───── Data section ─────
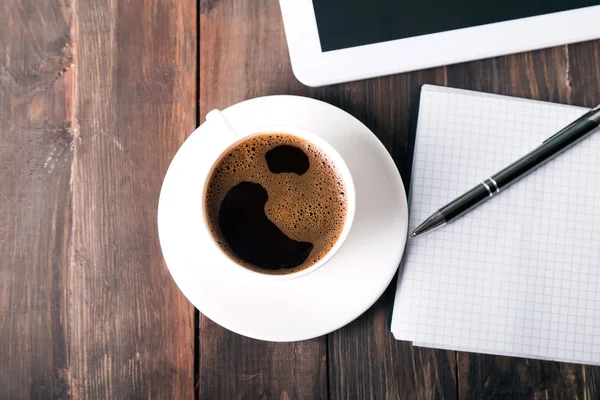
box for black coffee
[205,133,347,274]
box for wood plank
[447,46,596,399]
[320,72,456,399]
[199,0,455,399]
[68,0,197,399]
[0,0,74,399]
[198,0,327,399]
[568,40,600,399]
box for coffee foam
[205,133,347,274]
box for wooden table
[0,0,600,399]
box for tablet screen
[313,0,600,52]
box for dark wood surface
[0,0,600,399]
─────
Rewrite every line for all the items above, including the requests, and rescale each bounding-box coordinate in the answers by multiplying it by 0.75 and rounding to a whole number, with halves rounded up. Leave the pictures out of your answer.

Result for this exercise -
box for black coffee
[154,100,260,206]
box for wood plank
[335,35,447,299]
[240,54,342,299]
[149,0,341,299]
[51,0,148,299]
[0,0,56,299]
[149,0,245,299]
[426,30,450,299]
box for coffee foam
[154,100,260,206]
box for wooden table
[0,0,450,299]
box for tablet screen
[235,0,450,39]
box for dark wood surface
[0,0,450,299]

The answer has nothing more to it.